Copy, word for word, the lines from the one containing "roi: silver processional cross" through the one containing "[495,331,538,378]", including both of those lines.

Entries for labeling with bounding boxes
»»

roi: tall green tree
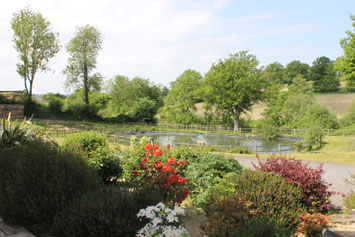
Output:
[11,7,60,98]
[309,56,339,92]
[64,25,103,105]
[163,69,202,124]
[284,60,309,84]
[263,62,285,84]
[204,51,266,131]
[340,14,355,91]
[107,75,163,117]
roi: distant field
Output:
[316,94,355,118]
[196,94,355,120]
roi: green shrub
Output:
[89,147,122,184]
[204,197,256,237]
[234,170,305,230]
[52,183,160,237]
[48,97,64,114]
[0,142,98,233]
[185,153,243,207]
[344,193,355,209]
[63,131,107,157]
[63,131,122,183]
[261,121,280,140]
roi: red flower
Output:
[132,171,140,175]
[144,143,153,151]
[154,161,163,170]
[182,189,189,198]
[177,176,187,184]
[178,160,187,165]
[142,157,149,162]
[168,158,176,165]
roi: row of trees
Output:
[263,56,341,92]
[11,7,103,105]
[11,7,355,129]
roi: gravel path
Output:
[235,157,355,206]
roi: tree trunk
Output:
[234,110,240,132]
[84,63,89,105]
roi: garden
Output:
[0,115,355,237]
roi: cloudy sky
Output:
[0,0,355,94]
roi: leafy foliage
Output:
[207,170,305,234]
[52,183,160,237]
[340,14,355,91]
[63,131,122,183]
[204,197,257,237]
[254,155,332,212]
[234,171,305,230]
[185,153,243,208]
[63,25,103,105]
[0,141,98,233]
[309,56,339,92]
[344,192,355,209]
[204,51,266,130]
[162,69,202,124]
[284,60,309,84]
[11,7,59,98]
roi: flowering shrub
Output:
[132,143,189,203]
[297,213,330,237]
[137,202,189,237]
[254,155,333,213]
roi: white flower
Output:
[136,202,189,237]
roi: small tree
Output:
[340,14,355,91]
[11,7,59,98]
[309,56,339,92]
[204,51,266,131]
[64,25,102,105]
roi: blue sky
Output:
[0,0,355,93]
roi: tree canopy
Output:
[284,60,309,84]
[204,51,266,131]
[340,14,355,91]
[64,25,103,105]
[263,62,285,84]
[309,56,339,92]
[163,69,202,124]
[11,7,60,97]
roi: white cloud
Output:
[0,0,340,93]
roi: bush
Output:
[0,142,98,233]
[344,193,355,209]
[234,170,305,230]
[63,131,122,184]
[261,121,280,140]
[254,155,332,213]
[48,97,64,114]
[204,197,256,237]
[63,131,107,158]
[52,183,160,237]
[185,153,243,207]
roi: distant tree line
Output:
[11,7,355,130]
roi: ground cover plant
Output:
[254,155,333,213]
[51,182,161,237]
[206,170,306,236]
[0,141,99,233]
[63,131,122,183]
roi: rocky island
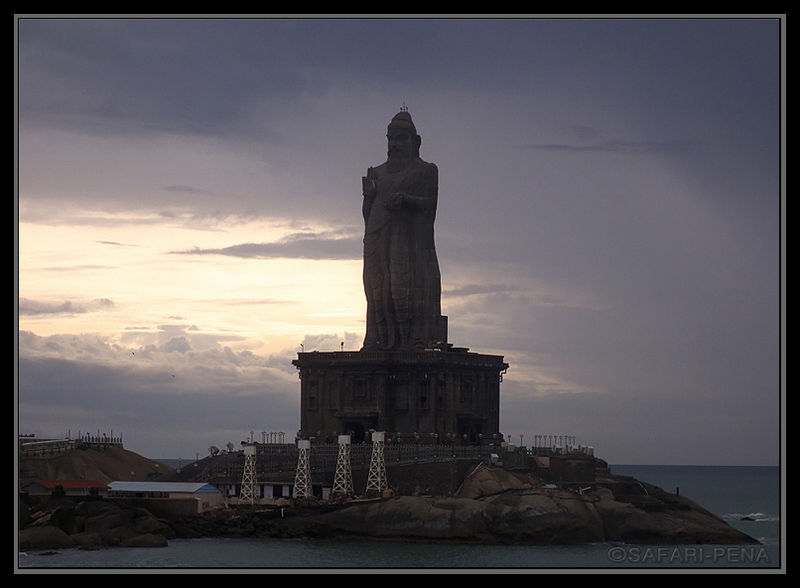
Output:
[19,452,758,550]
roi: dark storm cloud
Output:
[170,233,361,259]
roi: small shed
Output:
[108,481,225,514]
[23,480,108,496]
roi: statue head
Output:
[386,111,422,165]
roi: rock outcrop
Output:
[272,467,757,545]
[20,466,758,549]
[19,499,176,550]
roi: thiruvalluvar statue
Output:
[362,110,447,351]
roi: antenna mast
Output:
[366,431,386,494]
[331,435,353,496]
[239,435,256,504]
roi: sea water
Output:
[17,465,782,573]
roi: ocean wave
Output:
[722,512,781,523]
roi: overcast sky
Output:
[17,18,781,465]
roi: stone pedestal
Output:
[292,348,508,444]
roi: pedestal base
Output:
[292,349,508,443]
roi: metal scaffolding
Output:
[366,431,387,494]
[239,441,256,504]
[331,435,353,496]
[293,439,313,498]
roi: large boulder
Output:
[19,525,75,551]
[122,533,167,547]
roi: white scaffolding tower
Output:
[366,431,386,494]
[331,435,353,496]
[293,439,312,498]
[239,441,256,504]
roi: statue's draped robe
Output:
[363,157,447,349]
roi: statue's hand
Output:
[386,192,405,210]
[361,176,377,197]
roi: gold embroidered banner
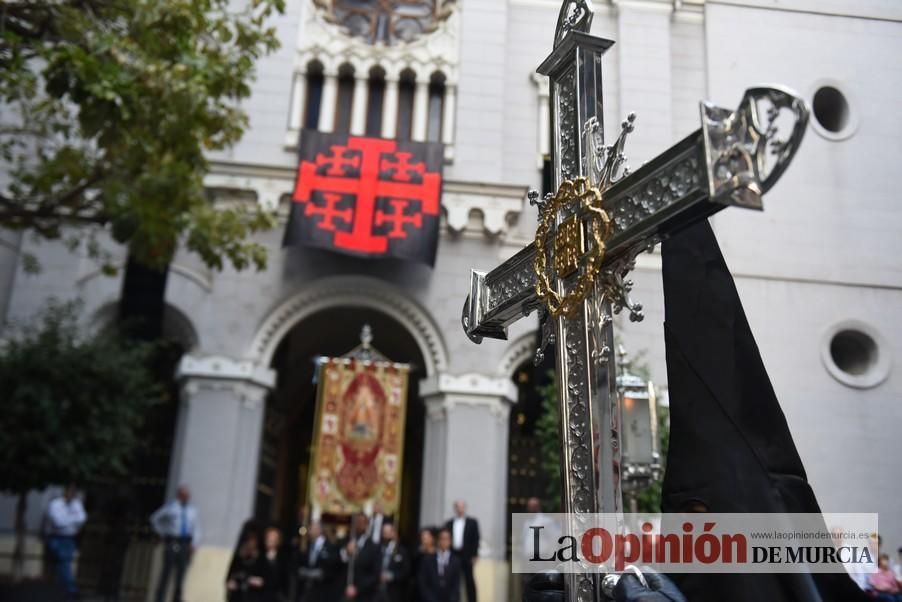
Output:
[309,358,410,514]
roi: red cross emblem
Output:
[293,132,441,255]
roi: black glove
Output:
[523,573,566,602]
[614,569,686,602]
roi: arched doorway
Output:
[256,305,426,542]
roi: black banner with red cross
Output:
[284,130,444,265]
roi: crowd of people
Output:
[226,501,479,602]
[852,533,902,602]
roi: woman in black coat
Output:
[226,523,265,602]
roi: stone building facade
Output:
[0,0,902,600]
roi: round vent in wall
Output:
[821,322,890,389]
[811,81,858,140]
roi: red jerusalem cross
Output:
[293,137,441,253]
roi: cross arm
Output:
[461,87,808,343]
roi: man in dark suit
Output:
[342,512,382,602]
[298,522,341,602]
[445,500,479,602]
[379,523,410,602]
[417,528,462,602]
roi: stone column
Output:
[411,80,429,142]
[605,0,676,167]
[317,71,338,132]
[382,75,398,138]
[420,374,517,600]
[532,73,551,169]
[351,77,369,136]
[166,355,275,600]
[288,72,307,137]
[442,84,457,146]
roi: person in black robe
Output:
[226,524,265,602]
[297,521,344,602]
[342,512,382,602]
[407,527,435,602]
[260,527,290,602]
[525,222,869,602]
[417,528,463,602]
[662,221,867,602]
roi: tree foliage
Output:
[536,372,561,512]
[0,0,284,269]
[0,304,161,494]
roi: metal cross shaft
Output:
[461,0,808,602]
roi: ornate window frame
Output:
[284,0,460,163]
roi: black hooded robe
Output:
[662,221,869,602]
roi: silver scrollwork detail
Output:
[608,155,701,235]
[555,71,579,180]
[583,113,636,192]
[564,315,595,513]
[554,0,594,48]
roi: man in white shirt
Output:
[445,500,479,602]
[150,485,200,602]
[44,485,87,597]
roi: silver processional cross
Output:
[462,0,808,602]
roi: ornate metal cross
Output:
[462,0,808,601]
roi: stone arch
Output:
[246,276,448,376]
[87,299,200,353]
[495,331,538,378]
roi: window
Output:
[397,69,416,140]
[302,62,323,130]
[426,73,445,142]
[334,65,354,134]
[366,67,385,136]
[812,86,849,134]
[317,0,453,45]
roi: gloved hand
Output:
[614,569,686,602]
[523,573,566,602]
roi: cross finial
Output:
[554,0,593,48]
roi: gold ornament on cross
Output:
[533,178,611,317]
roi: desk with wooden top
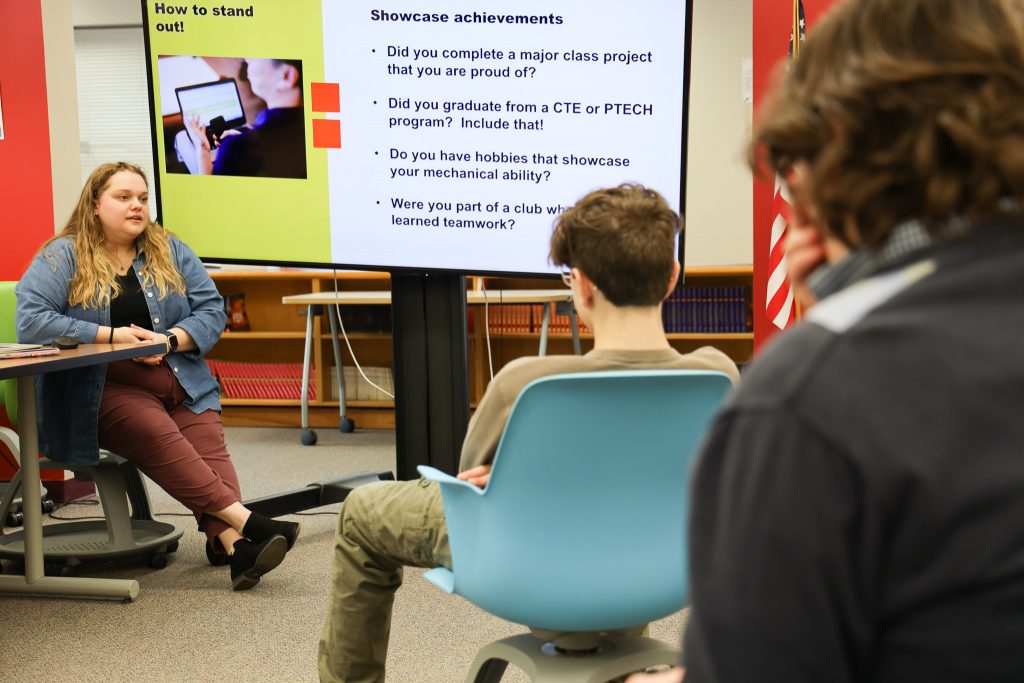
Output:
[0,343,166,600]
[282,289,580,445]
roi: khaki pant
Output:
[318,480,452,683]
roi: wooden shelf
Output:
[210,265,754,421]
[477,331,754,342]
[319,332,391,341]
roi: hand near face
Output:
[128,325,169,366]
[182,112,213,175]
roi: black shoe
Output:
[206,539,227,567]
[242,512,299,550]
[228,535,288,591]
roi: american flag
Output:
[765,0,807,330]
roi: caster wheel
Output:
[206,541,227,567]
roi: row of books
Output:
[662,286,754,334]
[478,303,590,335]
[331,366,394,400]
[206,358,316,400]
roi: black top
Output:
[213,106,306,178]
[684,221,1024,683]
[111,268,153,330]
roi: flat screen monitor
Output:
[142,0,691,275]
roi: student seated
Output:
[15,162,299,591]
[319,184,738,683]
[631,0,1024,683]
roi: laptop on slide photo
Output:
[174,79,246,148]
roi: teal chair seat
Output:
[419,371,731,681]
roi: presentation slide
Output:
[144,0,689,273]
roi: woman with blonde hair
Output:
[15,162,299,591]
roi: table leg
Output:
[328,304,355,433]
[299,304,316,430]
[17,376,43,584]
[537,303,551,355]
[328,304,345,420]
[569,301,580,355]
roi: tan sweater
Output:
[459,346,739,471]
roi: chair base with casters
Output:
[466,634,679,683]
[0,452,183,577]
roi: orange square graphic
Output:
[309,83,341,112]
[313,119,341,147]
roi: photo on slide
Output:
[158,55,306,178]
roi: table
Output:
[281,289,580,445]
[0,342,166,600]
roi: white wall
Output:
[70,0,140,27]
[686,0,754,266]
[42,0,82,231]
[66,0,754,266]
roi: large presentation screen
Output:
[143,0,690,273]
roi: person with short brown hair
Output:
[319,184,738,683]
[671,0,1024,683]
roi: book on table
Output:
[0,342,60,360]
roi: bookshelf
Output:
[209,266,754,428]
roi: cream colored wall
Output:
[42,0,81,231]
[686,0,754,266]
[64,0,754,265]
[73,0,140,27]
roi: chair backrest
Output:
[442,371,731,631]
[0,282,17,426]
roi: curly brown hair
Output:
[749,0,1024,247]
[550,183,682,306]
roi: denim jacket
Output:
[14,236,226,464]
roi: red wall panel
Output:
[0,0,53,280]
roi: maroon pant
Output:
[99,360,242,548]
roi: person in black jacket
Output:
[631,0,1024,683]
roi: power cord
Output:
[332,270,394,398]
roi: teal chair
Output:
[0,282,183,575]
[419,371,731,683]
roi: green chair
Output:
[0,282,183,575]
[419,370,731,683]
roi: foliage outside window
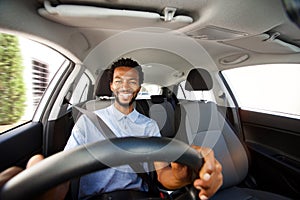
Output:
[0,33,25,125]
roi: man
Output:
[65,58,223,199]
[0,58,223,200]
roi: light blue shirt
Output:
[65,105,160,199]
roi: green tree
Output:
[0,33,25,125]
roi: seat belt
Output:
[74,106,160,195]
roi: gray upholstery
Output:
[175,69,286,200]
[149,95,175,137]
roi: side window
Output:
[177,81,215,102]
[222,64,300,118]
[0,33,66,134]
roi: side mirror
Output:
[282,0,300,28]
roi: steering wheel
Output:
[0,137,203,200]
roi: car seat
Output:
[175,68,287,200]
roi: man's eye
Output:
[129,81,137,85]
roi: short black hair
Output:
[108,58,144,85]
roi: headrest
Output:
[185,68,213,91]
[95,69,112,97]
[150,95,166,104]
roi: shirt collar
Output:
[111,104,139,122]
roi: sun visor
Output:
[38,1,193,30]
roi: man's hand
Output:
[192,146,223,200]
[154,146,223,200]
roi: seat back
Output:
[175,69,248,188]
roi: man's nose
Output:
[122,80,130,89]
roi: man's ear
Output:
[109,82,114,92]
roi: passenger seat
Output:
[175,68,286,200]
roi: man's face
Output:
[110,66,141,107]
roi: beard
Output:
[114,90,137,108]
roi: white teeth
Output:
[121,94,131,99]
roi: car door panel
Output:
[240,110,300,198]
[0,122,43,171]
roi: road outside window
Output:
[222,64,300,118]
[0,33,65,134]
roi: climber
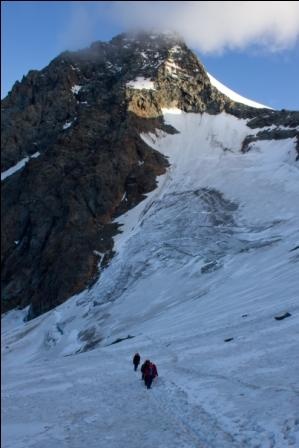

««

Response to the task -
roi: silver processional cross
Output:
[462,0,808,602]
roi: ornate metal cross
Output:
[462,0,808,601]
roi: stone arch
Output:
[246,276,448,376]
[87,299,200,353]
[495,331,538,378]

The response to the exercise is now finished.